-- Start Quoted text --

They cleaned what others dirtied, removed what others could not touch, and made what others used but would not acknowledge making. The census listed them, counted them, and moved on.
Among the Muslim castes, the census pursued its own taxonomy of origin and occupation with equal diligence. It identified the major Muslim communities of the Valley and traced their lineages with care. The Bats, numbering 94,144, the single largest Muslim caste group recorded, were identified as Brahmans who had converted to Islam and become farmers. The Sufi, the Aitu, the Tantre, the Dar, the Raina, the Ganai, the Khande, all were listed as Brahman-origin castes that had entered Islam over the preceding five centuries and descended into cultivation, weaving and trade.
The 2,48,789 Gujars occupied a separate chapter. The nomadic Muslim cattle-herders who moved their animals between the high pastures of summer and the low valleys of winter, season after season, were described as “one of the principal nomadic tribes of the hills” who “still retain their primitive costume, language, and tribal sections.” They were enumerated with difficulty, and it was recorded.

-- End Quoted text --
-- Start Data listing --

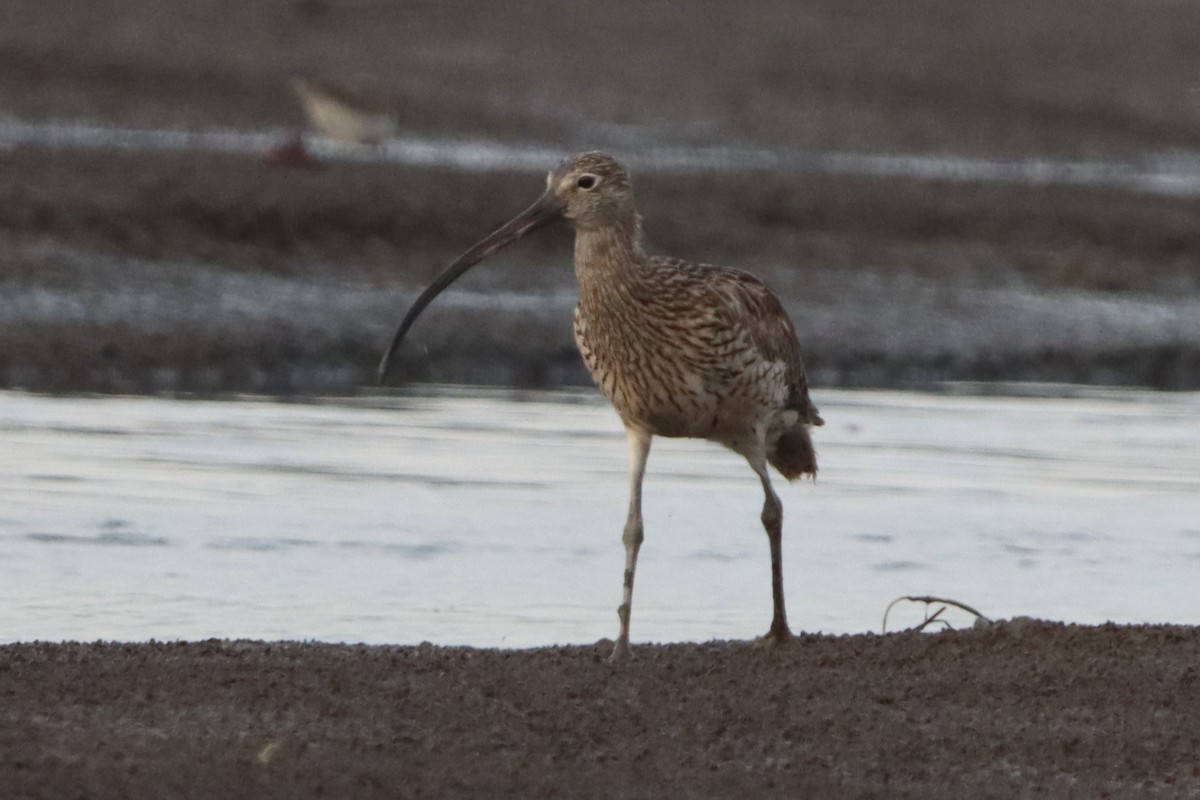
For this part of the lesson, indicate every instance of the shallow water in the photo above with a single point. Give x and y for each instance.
(495, 519)
(1173, 174)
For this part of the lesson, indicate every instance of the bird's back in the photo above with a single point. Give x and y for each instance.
(687, 349)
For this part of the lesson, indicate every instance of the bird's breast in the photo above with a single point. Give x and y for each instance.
(672, 377)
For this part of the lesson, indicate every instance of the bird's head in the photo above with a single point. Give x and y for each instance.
(591, 190)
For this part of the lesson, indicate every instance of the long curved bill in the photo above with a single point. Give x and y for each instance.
(545, 210)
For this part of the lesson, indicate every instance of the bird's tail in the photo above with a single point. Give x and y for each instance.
(792, 453)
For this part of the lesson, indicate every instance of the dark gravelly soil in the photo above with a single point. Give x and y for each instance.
(1018, 709)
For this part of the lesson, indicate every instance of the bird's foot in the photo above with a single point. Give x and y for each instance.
(777, 636)
(621, 653)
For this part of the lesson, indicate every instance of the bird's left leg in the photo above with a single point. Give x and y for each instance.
(633, 536)
(773, 522)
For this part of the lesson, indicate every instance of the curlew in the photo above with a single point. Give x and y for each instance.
(679, 349)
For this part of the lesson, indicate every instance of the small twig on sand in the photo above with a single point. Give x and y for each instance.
(936, 615)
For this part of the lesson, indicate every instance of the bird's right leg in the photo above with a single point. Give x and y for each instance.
(639, 451)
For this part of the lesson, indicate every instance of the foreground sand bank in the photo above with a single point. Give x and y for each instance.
(1021, 709)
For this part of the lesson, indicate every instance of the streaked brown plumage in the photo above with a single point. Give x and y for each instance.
(681, 349)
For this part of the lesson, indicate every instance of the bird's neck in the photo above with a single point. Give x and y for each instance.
(609, 256)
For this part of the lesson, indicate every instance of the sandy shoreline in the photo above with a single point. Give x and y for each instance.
(1020, 709)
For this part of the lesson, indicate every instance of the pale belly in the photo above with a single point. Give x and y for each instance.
(673, 394)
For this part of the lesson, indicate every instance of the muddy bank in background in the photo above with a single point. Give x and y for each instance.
(177, 272)
(1021, 709)
(205, 271)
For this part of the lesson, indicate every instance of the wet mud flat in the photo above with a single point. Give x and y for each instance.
(144, 272)
(1017, 709)
(201, 271)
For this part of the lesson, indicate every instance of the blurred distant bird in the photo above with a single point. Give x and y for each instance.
(681, 349)
(346, 113)
(349, 113)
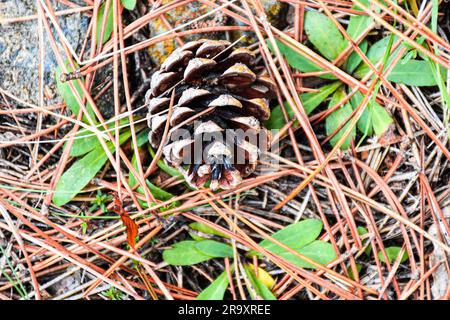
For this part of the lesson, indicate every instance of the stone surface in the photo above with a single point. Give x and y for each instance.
(19, 48)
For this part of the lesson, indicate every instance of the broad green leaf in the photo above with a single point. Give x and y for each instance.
(184, 253)
(413, 73)
(310, 101)
(163, 166)
(260, 288)
(392, 254)
(350, 270)
(375, 54)
(294, 236)
(129, 4)
(216, 290)
(357, 24)
(324, 35)
(335, 119)
(354, 59)
(362, 231)
(203, 228)
(374, 118)
(299, 62)
(109, 23)
(214, 249)
(381, 119)
(69, 98)
(265, 278)
(364, 123)
(320, 251)
(82, 172)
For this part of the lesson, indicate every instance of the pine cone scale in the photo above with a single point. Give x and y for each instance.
(217, 94)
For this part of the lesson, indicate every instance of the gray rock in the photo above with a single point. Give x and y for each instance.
(19, 48)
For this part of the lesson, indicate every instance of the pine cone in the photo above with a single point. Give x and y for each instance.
(215, 127)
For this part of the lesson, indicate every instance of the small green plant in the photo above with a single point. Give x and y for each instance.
(109, 23)
(301, 237)
(326, 38)
(112, 294)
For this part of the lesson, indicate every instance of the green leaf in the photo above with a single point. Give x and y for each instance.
(320, 251)
(297, 61)
(85, 144)
(260, 288)
(350, 271)
(335, 119)
(82, 172)
(203, 228)
(216, 290)
(109, 23)
(413, 73)
(381, 119)
(157, 192)
(129, 4)
(374, 118)
(214, 249)
(324, 35)
(392, 254)
(69, 98)
(294, 236)
(310, 101)
(362, 231)
(163, 166)
(184, 253)
(354, 59)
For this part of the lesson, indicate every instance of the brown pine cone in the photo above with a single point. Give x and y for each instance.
(215, 127)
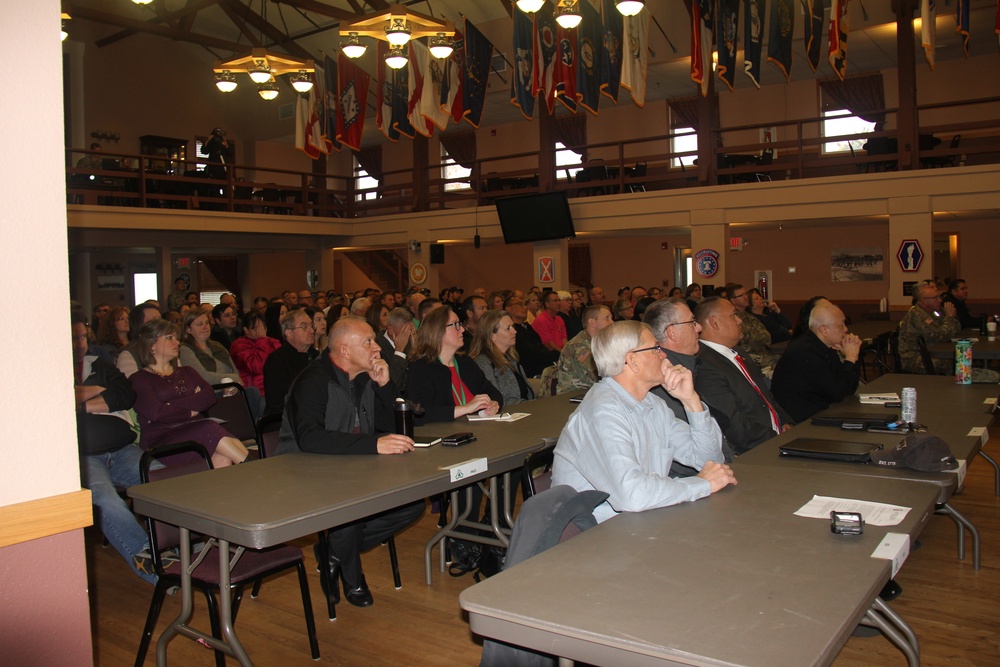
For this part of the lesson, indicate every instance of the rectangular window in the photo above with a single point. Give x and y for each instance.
(566, 158)
(683, 140)
(840, 122)
(457, 175)
(362, 181)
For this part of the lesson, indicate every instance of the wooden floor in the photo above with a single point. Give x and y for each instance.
(954, 610)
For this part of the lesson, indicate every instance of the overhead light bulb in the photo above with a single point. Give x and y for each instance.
(302, 83)
(353, 48)
(397, 33)
(260, 71)
(530, 6)
(396, 59)
(569, 16)
(629, 7)
(225, 82)
(441, 46)
(268, 90)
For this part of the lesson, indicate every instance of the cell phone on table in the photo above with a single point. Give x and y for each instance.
(457, 439)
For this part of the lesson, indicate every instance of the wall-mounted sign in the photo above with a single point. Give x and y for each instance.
(706, 262)
(910, 255)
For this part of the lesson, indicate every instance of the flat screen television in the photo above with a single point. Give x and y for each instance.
(535, 217)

-- End Data listing --

● What you need to do
Reproduce the census passage word for word, in full. The items above aren't needed for this.

● Full solution
They cleaned what others dirtied, removed what others could not touch, and made what others used but would not acknowledge making. The census listed them, counted them, and moved on.
Among the Muslim castes, the census pursued its own taxonomy of origin and occupation with equal diligence. It identified the major Muslim communities of the Valley and traced their lineages with care. The Bats, numbering 94,144, the single largest Muslim caste group recorded, were identified as Brahmans who had converted to Islam and become farmers. The Sufi, the Aitu, the Tantre, the Dar, the Raina, the Ganai, the Khande, all were listed as Brahman-origin castes that had entered Islam over the preceding five centuries and descended into cultivation, weaving and trade.
The 2,48,789 Gujars occupied a separate chapter. The nomadic Muslim cattle-herders who moved their animals between the high pastures of summer and the low valleys of winter, season after season, were described as “one of the principal nomadic tribes of the hills” who “still retain their primitive costume, language, and tribal sections.” They were enumerated with difficulty, and it was recorded.